THE INPUT =

--- BEGIN ---

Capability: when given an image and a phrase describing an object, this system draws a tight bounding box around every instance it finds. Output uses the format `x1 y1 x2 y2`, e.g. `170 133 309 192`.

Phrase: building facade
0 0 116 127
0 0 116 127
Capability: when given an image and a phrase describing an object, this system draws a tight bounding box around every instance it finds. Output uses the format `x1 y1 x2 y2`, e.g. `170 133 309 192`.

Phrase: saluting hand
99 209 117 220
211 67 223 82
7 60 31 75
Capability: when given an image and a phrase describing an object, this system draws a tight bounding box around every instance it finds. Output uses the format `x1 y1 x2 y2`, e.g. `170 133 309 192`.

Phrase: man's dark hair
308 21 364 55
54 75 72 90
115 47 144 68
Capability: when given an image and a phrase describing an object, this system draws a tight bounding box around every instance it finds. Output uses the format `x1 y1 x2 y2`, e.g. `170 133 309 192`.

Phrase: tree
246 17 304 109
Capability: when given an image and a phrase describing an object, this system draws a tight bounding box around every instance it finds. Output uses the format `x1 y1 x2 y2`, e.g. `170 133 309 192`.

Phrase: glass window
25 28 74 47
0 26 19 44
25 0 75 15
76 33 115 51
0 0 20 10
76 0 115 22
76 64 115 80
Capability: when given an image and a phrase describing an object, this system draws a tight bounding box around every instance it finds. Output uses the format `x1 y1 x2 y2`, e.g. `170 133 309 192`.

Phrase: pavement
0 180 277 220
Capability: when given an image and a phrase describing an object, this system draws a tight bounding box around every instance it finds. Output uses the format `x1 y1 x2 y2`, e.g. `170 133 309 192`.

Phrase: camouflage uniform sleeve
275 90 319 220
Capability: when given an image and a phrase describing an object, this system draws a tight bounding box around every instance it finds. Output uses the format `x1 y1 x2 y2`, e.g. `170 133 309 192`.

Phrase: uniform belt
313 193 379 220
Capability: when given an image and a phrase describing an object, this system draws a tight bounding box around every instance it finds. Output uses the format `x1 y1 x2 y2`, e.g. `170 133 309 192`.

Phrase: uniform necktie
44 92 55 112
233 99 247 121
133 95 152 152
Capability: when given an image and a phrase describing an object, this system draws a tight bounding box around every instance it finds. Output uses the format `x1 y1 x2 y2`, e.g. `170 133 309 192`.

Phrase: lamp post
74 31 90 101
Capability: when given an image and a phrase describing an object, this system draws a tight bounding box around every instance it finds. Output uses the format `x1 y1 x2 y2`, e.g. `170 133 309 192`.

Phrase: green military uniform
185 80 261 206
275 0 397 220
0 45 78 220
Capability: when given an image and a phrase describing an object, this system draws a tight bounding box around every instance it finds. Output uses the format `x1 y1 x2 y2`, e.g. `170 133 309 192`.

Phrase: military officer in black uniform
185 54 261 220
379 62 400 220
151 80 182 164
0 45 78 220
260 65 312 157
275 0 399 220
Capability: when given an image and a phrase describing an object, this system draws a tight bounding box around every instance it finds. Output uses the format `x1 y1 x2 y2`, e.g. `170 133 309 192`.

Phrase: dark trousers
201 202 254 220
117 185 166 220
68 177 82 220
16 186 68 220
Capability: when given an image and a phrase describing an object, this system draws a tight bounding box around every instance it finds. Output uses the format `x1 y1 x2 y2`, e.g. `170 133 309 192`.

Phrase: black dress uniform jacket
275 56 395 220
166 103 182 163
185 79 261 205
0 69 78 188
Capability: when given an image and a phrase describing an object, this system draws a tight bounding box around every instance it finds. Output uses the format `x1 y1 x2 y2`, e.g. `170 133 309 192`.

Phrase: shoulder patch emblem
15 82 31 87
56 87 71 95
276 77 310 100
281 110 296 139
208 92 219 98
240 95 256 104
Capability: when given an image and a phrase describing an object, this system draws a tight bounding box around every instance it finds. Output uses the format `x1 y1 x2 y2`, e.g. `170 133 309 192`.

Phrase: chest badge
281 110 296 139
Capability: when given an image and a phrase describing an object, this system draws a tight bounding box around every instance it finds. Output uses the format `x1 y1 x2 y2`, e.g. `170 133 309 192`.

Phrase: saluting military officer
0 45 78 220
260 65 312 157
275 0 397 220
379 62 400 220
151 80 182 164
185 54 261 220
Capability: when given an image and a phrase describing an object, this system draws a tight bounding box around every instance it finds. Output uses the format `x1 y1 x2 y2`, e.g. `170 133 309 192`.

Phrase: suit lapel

--- END ---

DIRECTION =
Rewrite the listing above from its first line through the line containing "76 64 115 80", both ends included, and shift every bounding-box coordinate by -20. Keep all other lines unchanged.

SOLUTION TO THIS TASK =
Capability: when given an image and a phrase describing an object, this system draws a tight bounding box around every instance it finds. Output uses the format `x1 y1 x2 y2`, e.g. `170 133 309 192`.

Phrase: building facade
-20 -20 96 107
-20 -20 96 107
Capability: when given an image and a phrase describing an object, this system draws a tight bounding box around every instance it finds. Output uses the format `x1 y1 x2 y2`, e.g. `170 133 309 192`.

Phrase: saluting hand
79 189 97 200
191 47 203 62
-13 40 11 55
Capability: when given an image and a phrase describing an object, this system draws a tight bounding box around every instance it finds. Output uses the format `x1 y1 x2 y2`, e.g. `170 133 309 192`.

Phrase: man's dark hair
288 1 344 35
34 55 52 70
95 27 124 48
Capability: when given an image and a phrase describing an object, this system draws a tight bounding box around every instance it finds. Output uses the format `x1 y1 x2 y2`, e.g. `170 133 309 192`.

Phrase: tree
226 -3 284 89
Capability: when given an image and a phrase describing an object, this system draws a tight bounding box around every instance it finds. Output uses the format `x1 y1 x2 y2`, e.g. `170 133 309 192`.

Phrase: glass window
5 8 54 27
-20 6 -1 24
5 -20 55 -5
56 13 95 31
-20 -20 0 -10
56 -20 95 2
56 44 95 60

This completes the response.